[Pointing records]
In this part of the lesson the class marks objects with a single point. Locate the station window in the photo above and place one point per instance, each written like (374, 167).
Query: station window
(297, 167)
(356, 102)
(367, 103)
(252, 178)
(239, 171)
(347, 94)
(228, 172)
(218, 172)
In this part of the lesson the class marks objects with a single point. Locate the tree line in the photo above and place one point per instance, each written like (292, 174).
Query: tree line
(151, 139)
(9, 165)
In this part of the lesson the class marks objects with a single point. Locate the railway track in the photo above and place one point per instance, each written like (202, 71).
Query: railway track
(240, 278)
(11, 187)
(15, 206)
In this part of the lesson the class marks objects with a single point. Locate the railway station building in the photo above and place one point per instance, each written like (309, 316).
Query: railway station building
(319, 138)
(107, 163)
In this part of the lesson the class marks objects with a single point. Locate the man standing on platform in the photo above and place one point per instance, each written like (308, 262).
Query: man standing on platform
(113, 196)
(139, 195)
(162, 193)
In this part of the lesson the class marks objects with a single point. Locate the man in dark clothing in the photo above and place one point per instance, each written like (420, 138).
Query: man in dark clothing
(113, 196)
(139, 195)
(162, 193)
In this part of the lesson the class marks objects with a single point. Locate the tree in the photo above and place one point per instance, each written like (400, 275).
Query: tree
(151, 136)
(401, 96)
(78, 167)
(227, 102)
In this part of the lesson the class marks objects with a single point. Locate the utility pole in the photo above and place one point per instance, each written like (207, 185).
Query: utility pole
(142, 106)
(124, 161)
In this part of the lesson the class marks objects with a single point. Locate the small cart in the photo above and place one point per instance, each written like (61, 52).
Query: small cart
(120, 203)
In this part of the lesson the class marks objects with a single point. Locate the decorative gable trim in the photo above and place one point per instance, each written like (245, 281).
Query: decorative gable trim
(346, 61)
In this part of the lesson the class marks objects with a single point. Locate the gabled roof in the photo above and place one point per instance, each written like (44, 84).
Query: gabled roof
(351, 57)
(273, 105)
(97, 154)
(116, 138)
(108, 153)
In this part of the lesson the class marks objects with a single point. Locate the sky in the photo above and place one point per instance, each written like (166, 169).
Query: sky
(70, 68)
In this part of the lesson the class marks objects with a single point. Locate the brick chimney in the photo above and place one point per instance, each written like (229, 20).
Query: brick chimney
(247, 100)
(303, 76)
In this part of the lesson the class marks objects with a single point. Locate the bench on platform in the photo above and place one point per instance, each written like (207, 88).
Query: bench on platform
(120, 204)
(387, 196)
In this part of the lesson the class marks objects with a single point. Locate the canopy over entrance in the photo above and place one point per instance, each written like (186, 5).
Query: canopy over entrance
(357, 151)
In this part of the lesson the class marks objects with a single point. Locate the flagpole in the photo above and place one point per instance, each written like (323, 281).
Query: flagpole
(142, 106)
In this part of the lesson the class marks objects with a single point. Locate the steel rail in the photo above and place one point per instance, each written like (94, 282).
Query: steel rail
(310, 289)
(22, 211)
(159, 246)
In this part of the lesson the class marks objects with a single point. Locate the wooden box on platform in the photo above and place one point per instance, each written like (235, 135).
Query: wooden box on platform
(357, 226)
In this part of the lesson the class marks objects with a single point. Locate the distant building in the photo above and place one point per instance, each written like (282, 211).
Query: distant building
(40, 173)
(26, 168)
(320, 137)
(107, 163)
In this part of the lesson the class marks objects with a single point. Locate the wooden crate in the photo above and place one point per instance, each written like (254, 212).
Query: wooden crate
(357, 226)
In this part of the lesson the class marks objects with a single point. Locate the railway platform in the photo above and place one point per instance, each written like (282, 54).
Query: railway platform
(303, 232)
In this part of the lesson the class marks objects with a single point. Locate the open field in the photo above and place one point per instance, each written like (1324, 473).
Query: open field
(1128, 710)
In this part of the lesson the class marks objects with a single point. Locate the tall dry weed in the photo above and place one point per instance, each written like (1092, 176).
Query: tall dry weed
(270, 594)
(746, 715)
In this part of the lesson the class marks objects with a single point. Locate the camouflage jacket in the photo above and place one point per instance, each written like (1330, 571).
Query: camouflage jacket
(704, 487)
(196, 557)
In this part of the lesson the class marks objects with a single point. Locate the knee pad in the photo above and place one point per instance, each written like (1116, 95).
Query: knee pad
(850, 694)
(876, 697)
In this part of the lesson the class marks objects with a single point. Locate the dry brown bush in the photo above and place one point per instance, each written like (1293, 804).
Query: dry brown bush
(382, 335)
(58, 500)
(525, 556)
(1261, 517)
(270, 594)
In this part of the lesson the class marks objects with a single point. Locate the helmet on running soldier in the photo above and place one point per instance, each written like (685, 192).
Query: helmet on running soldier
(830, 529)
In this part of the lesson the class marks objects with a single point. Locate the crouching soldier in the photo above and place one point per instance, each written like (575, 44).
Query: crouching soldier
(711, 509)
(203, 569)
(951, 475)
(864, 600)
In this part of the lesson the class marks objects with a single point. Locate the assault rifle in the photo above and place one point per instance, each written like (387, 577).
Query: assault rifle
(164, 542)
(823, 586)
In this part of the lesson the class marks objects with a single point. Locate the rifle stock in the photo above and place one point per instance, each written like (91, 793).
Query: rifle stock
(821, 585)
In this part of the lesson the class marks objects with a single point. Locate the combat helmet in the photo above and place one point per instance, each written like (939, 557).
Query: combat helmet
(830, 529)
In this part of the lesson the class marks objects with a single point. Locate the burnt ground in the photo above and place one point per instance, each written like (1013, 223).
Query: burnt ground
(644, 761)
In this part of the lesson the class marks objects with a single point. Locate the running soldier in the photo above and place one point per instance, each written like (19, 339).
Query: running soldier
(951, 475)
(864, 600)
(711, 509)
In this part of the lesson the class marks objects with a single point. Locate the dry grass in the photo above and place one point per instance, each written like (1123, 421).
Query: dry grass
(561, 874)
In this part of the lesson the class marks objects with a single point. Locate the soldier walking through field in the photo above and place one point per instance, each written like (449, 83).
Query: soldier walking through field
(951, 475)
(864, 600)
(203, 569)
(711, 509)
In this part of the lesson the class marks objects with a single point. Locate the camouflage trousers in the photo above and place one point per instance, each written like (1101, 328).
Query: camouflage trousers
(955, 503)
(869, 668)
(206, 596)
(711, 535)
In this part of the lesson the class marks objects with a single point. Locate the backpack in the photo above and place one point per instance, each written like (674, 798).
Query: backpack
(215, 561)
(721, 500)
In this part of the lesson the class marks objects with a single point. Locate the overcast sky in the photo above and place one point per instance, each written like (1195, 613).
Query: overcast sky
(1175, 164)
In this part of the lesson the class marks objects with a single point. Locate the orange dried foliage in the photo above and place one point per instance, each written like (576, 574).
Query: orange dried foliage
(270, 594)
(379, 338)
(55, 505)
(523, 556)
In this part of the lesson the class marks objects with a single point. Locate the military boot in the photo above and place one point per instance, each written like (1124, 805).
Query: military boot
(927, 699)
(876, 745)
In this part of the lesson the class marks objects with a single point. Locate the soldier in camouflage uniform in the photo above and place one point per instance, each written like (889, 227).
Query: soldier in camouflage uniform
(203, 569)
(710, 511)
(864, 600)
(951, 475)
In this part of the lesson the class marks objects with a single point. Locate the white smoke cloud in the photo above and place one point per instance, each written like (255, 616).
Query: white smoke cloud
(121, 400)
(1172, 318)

▶ _To be done_: Write out again every line of the records from the line with "like (1324, 473)." up to and including the line with "(1128, 710)". Leave all other text unchanged, but multiply each coordinate pair that stands alone on its own line by 0.8 and round the results to whole numbers, with halves rounded up.

▶ _Solution to the exercise_:
In this part of the lesson the class marks objects with a single point. Locate the open field in the photo above and place one point per instance, each written like (1324, 473).
Query: open field
(902, 568)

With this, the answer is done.